◆ Texto para leer ◆
# # #

Ya sé a qué huele a este autobús tan brillante por fuera, bajo los focos de la parada subterránea, de conductor joven y pelo muy corto. Me di cuenta la segunda vez que tuve que subir, mientras sostenía en una mano el libro que me acompañaba y rebuscaba en el bolsillo, con la otra, el abono de transportes. Me vino como una ráfaga la imagen de aquella compañera del Conservatorio, un sábado por la mañana hace más de diez años, cuando comenzaba la clase de Canto y la afonía podía con ella, estrujando en la mano izquierda -era zurda, supongo lo seguirá siendo- un pañuelito perfumado -sí, como de dama decimonónica, aunque no de encajes- y se lo llevaba de vez en cuando a la nariz.
- Es una medicina -me decía, cuando la miraba.
Este autobús huele a farmacia. A cajas y cajas blancas y azules de compuestos químicos y drogas controladas para luchar contra el tiempo, a pañuelito estrujado empapado en mejunje sanador y a limpieza luminosa de quien hace, por fin, la última ronda en el autobús de la noche... Huelo agudo, mentol, verde, al interior del dispensario de las chicas del final de la calle, tan amables que siempre acudo a ellas para mis cajas de paracetamol.

# # #

◆ Ejercicios ◆
1. Responde estas preguntas sobre el texto:
(a) ¿En qué clase del Conservatorio empezaba la escena que se recuerda?
(b) ¿Qué decía la compañera cuando la miraban?
(c) ¿A quiénes se acude siempre para comprar las cajas de paracetamol?
2. Repite sin cambiar nada la parte del texto que empieza con las palabras "Ya sé a qué" y termina con "a la nariz.".
Los registros son material aparte y no tienen que ver con el texto.

◆ Datos aportados ◆
# # #

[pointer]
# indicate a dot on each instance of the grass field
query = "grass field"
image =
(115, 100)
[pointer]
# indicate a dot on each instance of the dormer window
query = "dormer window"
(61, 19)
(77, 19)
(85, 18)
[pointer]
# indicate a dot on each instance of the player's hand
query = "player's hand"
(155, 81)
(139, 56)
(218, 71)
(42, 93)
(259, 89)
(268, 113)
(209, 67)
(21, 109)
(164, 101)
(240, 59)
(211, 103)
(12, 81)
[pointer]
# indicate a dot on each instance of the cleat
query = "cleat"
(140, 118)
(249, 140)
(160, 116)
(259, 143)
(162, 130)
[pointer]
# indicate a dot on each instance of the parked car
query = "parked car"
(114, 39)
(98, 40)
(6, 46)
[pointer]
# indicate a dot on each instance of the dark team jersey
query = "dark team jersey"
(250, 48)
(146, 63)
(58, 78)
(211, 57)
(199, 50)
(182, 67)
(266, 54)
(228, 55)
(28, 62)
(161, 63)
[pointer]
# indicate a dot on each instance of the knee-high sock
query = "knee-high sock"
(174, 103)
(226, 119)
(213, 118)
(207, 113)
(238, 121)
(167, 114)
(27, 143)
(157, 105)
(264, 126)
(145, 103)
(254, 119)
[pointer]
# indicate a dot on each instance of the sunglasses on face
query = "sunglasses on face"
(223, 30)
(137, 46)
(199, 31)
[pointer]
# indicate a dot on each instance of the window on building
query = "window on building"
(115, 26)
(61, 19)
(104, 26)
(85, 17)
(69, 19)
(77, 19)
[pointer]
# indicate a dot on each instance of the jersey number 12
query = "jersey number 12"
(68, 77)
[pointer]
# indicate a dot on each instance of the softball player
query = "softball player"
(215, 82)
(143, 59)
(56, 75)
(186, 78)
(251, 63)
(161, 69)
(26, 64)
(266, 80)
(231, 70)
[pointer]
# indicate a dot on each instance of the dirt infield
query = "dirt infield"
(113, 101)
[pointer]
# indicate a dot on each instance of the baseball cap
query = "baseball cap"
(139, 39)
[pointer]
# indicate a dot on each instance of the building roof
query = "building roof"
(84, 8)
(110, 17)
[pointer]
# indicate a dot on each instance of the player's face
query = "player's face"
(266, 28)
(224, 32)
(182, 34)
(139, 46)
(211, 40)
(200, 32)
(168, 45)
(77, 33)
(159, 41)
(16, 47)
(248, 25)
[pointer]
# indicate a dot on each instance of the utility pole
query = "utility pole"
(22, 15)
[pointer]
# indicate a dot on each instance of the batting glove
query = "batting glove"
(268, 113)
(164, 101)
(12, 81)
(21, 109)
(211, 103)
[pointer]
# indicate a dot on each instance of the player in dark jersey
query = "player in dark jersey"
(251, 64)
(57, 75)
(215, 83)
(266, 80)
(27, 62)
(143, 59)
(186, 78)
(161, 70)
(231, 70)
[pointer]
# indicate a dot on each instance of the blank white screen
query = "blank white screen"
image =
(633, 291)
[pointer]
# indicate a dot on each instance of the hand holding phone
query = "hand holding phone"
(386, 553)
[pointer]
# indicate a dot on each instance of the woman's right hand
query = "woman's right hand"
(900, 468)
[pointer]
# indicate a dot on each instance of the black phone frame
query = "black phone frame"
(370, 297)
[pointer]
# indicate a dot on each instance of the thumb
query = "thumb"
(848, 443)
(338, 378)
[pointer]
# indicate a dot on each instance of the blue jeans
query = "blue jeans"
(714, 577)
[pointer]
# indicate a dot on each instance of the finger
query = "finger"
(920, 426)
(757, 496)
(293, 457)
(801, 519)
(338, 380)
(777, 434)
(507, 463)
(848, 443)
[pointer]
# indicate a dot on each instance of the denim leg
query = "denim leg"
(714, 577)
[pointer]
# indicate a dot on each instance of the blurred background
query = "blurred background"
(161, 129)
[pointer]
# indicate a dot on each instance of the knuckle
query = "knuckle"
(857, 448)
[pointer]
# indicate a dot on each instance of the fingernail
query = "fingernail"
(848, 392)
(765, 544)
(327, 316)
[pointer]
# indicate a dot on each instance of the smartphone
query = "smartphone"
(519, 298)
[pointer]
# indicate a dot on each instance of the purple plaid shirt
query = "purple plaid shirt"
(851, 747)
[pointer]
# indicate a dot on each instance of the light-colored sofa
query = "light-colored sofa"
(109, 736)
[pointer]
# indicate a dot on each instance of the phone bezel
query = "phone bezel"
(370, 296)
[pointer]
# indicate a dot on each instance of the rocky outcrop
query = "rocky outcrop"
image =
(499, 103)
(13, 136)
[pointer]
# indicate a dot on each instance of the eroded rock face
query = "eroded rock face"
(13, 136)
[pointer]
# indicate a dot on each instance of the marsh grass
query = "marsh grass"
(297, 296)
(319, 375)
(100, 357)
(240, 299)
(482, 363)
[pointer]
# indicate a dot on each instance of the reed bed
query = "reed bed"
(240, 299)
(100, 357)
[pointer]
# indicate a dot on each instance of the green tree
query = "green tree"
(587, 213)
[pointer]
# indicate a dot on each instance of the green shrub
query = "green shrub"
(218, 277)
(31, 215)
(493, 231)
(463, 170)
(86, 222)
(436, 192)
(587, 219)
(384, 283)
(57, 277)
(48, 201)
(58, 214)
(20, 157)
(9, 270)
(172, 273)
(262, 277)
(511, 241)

# # #

◆ Soluciones ◆
1.
(a) En la clase de Canto.
(b) «Es una medicina».
(c) A las chicas del dispensario del final de la calle.

2.
Ya sé a qué huele a este autobús tan brillante por fuera, bajo los focos de la parada subterránea, de conductor joven y pelo muy corto. Me di cuenta la segunda vez que tuve que subir, mientras sostenía en una mano el libro que me acompañaba y rebuscaba en el bolsillo, con la otra, el abono de transportes. Me vino como una ráfaga la imagen de aquella compañera del Conservatorio, un sábado por la mañana hace más de diez años, cuando comenzaba la clase de Canto y la afonía podía con ella, estrujando en la mano izquierda -era zurda, supongo lo seguirá siendo- un pañuelito perfumado -sí, como de dama decimonónica, aunque no de encajes- y se lo llevaba de vez en cuando a la nariz.